Percussionista acompanhou cantora por oito anos em shows e CDs

Lanlan estréia carreira solo "com" Cássia Eller

DA REPORTAGEM LOCAL

Elaine Silva Moreira começou a ser notada na MPB como a frenética percussionista baiana na cozinha dos shows de Cássia Eller. Parceira fiel nos últimos oito anos de vida da cantora, estava com Cássia quando ela sofreu a parada cardiorrespiratória que acabou por matá-la, no final de 2001.
Num primeiro momento, segurou o tranco da fase policial que se seguiu e caiu em abatimento. Perdeu "toda a graça de fazer música", por causa da "perda patética". Ninguém supunha que um dos resultados de tal epopéia fosse ser a estréia como cantora solo, que acontece agora. O CD sai pela gravadora independente baiana Maianga, e se chama "Com Ela".
Ninguém supunha, exceto a própria Lanlan, hoje com 34 anos. No final dos anos 80, quando participou do grupo baiano de rock Rabo de Saia como baterista e backing vocal, já se iniciou como compositora.

Tarefa proposta a -
Reúna todas as linhas da listagem em que aparece a palavra "faucet".
A listagem não tem nenhuma relação com a reportagem.

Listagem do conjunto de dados
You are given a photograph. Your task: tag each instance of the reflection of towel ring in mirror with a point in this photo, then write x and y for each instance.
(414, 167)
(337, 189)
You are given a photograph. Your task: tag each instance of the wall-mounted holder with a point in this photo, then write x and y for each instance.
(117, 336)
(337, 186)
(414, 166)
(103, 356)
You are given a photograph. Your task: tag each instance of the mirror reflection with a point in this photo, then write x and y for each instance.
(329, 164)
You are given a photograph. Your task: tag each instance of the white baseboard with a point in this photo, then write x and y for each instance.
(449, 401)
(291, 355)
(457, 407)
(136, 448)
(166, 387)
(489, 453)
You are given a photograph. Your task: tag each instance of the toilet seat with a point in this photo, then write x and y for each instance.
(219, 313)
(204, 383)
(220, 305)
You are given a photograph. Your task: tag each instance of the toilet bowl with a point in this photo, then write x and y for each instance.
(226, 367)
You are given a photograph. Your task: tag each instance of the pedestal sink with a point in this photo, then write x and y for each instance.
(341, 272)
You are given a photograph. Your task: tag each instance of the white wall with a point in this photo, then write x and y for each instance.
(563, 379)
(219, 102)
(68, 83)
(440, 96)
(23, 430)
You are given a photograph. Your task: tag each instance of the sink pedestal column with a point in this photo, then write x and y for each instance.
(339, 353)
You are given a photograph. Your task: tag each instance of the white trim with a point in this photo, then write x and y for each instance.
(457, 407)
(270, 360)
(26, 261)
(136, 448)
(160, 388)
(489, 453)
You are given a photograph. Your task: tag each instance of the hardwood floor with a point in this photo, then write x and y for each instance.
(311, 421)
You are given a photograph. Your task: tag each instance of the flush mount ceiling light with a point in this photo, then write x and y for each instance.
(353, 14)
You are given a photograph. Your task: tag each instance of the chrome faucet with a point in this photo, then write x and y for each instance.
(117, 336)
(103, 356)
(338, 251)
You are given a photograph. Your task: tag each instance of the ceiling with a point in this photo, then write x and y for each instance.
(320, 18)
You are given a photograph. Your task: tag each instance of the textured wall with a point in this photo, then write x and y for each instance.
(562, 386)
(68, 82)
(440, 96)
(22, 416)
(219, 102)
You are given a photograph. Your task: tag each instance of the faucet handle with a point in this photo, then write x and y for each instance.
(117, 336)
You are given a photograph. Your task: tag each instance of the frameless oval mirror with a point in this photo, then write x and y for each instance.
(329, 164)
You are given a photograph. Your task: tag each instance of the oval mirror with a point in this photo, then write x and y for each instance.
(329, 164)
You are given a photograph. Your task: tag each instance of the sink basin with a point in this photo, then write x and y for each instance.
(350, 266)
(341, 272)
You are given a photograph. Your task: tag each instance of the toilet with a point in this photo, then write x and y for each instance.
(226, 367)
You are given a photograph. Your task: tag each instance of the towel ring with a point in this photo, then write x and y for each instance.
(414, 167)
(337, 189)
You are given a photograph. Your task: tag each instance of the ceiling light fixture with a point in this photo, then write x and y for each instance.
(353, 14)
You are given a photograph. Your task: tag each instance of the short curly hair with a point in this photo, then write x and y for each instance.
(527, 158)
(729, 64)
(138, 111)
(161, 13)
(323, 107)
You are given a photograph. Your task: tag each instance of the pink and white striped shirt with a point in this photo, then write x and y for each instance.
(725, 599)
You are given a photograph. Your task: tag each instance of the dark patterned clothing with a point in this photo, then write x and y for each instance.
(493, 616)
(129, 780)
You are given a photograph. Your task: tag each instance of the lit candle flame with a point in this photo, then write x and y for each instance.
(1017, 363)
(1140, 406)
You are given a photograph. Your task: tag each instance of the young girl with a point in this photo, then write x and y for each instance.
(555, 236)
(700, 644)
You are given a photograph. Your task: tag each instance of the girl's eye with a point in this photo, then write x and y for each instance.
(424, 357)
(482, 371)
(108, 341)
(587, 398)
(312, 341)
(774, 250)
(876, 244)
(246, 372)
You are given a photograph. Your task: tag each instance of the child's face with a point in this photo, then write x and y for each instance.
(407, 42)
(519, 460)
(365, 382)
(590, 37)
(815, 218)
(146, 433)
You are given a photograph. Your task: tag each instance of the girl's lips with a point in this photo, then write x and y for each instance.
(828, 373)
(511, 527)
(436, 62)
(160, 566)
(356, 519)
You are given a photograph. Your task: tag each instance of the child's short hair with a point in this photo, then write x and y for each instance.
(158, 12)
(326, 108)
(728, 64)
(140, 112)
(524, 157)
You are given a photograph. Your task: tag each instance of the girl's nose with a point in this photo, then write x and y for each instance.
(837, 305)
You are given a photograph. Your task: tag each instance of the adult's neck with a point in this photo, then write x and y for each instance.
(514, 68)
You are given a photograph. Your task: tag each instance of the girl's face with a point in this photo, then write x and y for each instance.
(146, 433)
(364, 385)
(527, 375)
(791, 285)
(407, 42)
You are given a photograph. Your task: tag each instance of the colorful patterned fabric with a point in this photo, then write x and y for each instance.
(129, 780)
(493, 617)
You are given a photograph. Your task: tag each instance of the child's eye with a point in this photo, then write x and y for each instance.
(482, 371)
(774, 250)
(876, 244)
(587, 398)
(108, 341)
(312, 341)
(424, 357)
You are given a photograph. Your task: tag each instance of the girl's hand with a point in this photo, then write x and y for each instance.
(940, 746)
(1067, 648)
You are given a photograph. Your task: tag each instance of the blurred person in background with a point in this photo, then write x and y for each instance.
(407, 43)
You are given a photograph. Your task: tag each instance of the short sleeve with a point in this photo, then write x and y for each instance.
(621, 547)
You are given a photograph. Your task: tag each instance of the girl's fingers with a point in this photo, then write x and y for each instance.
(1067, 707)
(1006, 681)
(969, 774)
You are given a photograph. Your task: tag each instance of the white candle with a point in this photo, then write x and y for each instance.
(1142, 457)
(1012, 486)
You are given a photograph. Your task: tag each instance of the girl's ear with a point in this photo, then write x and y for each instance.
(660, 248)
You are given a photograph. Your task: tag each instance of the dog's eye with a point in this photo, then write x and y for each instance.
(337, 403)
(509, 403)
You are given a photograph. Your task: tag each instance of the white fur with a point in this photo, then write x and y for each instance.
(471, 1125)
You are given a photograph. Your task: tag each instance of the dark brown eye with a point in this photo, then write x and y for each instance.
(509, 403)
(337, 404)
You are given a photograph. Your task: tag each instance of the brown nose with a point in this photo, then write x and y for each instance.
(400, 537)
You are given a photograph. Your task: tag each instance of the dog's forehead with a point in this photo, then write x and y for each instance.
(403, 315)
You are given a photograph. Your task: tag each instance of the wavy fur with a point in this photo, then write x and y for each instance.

Tarefa proposta b -
Escreva a continuação da reportagem sobre Lanlan a partir da última frase apresentada.

Resultado da tarefa a -
You are given a photograph. Your task: tag each instance of the chrome faucet with a point in this photo, then write x and y for each instance.
You are given a photograph. Your task: tag each instance of the faucet handle with a point in this photo, then write x and y for each instance.

Resultado da tarefa b -
"Amor Destrambelhado" foi seu primeiro rock, que Cássia recuperaria em 1998 e que Lanlan regrava agora em companhia de Márcio Mello, ex-companheiro de Rabo de Saia.
Seguiu compondo e pensando numa carreira solo nas horas vagas do trabalho como percussionista de Elba Ramalho, Tim Maia, Carlinhos Brown, Marisa Monte, Kid Abelha e outros, principalmente Cássia Eller.
"Compunha, mas morria de vergonha de mostrar. Morria, não, morro até hoje", diz, lamentando nunca ter tido coragem de pegar o violão e cantar suas músicas para Cássia Eller.
A tragédia pode ter acelerado sua história particular ("Só consigo compor quando estou muito triste, por causa de afeto, perda"), mas não foi a motivadora principal, ela afirma.
Em 1999, Lanlan fez seu primeiro show como líder da banda Os Elaines (que a acompanha até hoje, em "Com Ela"), em Salvador. Cássia não pôde ir, mas assistiu ao vídeo depois.
Consumada a perda da parceira, diz que se surpreendeu ao se ver conseguindo voltar à vida devagarinho. Menos de dois anos depois debuta num disco repleto de referências explícitas e implícitas a Cássia. Ao menos duas canções, "Com Ela" e "Broto", são assumidamente feitas para Cássia, após sua morte.
"O meu amor é você/ não passa, não/ não me conformo com isso", canta na balada blue inconformada "Broto". Lanlan procura honrar o avanço que Cássia propiciou ao Brasil com sua postura direta em relação à sexualidade. Diz que já se apaixonou por homens e por mulheres, e que não trata sexualidade como problema.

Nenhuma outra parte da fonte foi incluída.